Extend the New European Bauhaus session description below, picking up right after its final sentence.

▶ _Provided passage_
—————

Session
Towards Attractive, Sustainable, and Inclusive Cities: Insights from the New European Bauhaus
Track 2 - Special Session
As European cities advance toward climate neutrality, it is essential that the transition is not only sustainable but also attractive, inclusive, and rooted in local quality of life. The New European Bauhaus (NEB) initiative, launched by the European Commission, seeks to intertwine sustainability, aesthetics, and social inclusion, providing a cultural and creative dimension to the European Green Deal. This session explores how NEB principles can be operationalized in urban transformation processes, with a particular focus on supporting practitioners and local governments in aligning projects with NEB values. The New European Bauhaus Self-Assessment Handbook (JRC139118) offers a structured methodology to evaluate projects across three dimensions - sustainability, beauty, and inclusiveness - at multiple spatial scales (building, neighbourhood, and urban). Through a hierarchy of indicators and key performance indicators, and an accompanying online tool, the handbook encourages continuous improvement, stakeholder dialogue, and shared learning across the project lifecycle. The session will address two central questions: (1) How can cities and project promoters leverage NEB principles to create more desirable, resilient, and inclusive living environments, while ensuring measurable progress across complex and context-dependent sustainability targets? (2) How can the NEB self-assessment process be made both feasible for practitioners, who often face time and resource constraints, and easy to scale and evaluate at the city level, without losing the richness and balance across sustainability, beauty, and inclusiveness? Connecting directly to SSPCR 2025’s thematic tracks on sustainable transitions, community resilience, and governance innovation, the session invites contributions that critically examine the application of NEB principles through practical examples, discuss the operational challenges of multi-dimensional project evaluation, and propose solutions to streamline the self-assessment process without oversimplifying it. Ultimately, the session seeks to encourage a shift where sustainability becomes an opportunity to enhance the beauty, accessibility, and social vibrancy of European urban spaces, making the transition not just necessary, but truly desirable for all.

—————

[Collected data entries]
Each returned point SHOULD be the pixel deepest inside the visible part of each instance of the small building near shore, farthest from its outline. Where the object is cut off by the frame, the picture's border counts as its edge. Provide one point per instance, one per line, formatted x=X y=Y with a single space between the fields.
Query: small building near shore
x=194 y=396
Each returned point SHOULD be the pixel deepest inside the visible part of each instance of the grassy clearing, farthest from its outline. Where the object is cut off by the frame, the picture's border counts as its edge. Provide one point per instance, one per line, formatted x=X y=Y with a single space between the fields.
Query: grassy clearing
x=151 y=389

—————

▶ _Task result_
Moderators:
Adriano Bisello, Eurac Research - Institute for Renewable Energy
Elvira Romano, European Commission (JRC)
Chiara Pellegrini, Eurac Research - Institute for Renewable Energy
NEB HANDBOOK
Elvira Romano – NEB self-assessment method and tool
INCLUSIVENESS
Thomas Maloutas – Inclusiveness in urban transformations and public spaces
Oto Potluka – Governance in urban transformations and public spaces
BEAUTY
Barbara Widera – Why Sustainable Beauty Matters: How the New European Bauhaus Inspires Climate-Resilient Cities and Communities
Giancarlo Cotella – How to assess spatial coherence in urban planning and design
Amra Salihbegovic – Designing and measuring high-quality environment, architecture and aesthetic experience of users
SUSTAINABILITY AND PRACTICAL APPLICATIONS
Sara Bianchi – Complex and context-dependent project evaluation across multiple spatial scales (Presentation 122)
Argiro Dimoudi – Environmental impacts in NEB projects
Adriano Bisello – How to support and evaluate the greening of the public sector
Silvia Tomasi – Sleeping Beauty Project: unlocking NEB and NBS values for a more sustainable, inclusive and resilient society
Stefania Gerli – Application of the NEB self-assessment method to a renovation building project.
Ani Landau-Ward – Bridging NEB principles and medium density housing in Melbourne (Digital Poster 243)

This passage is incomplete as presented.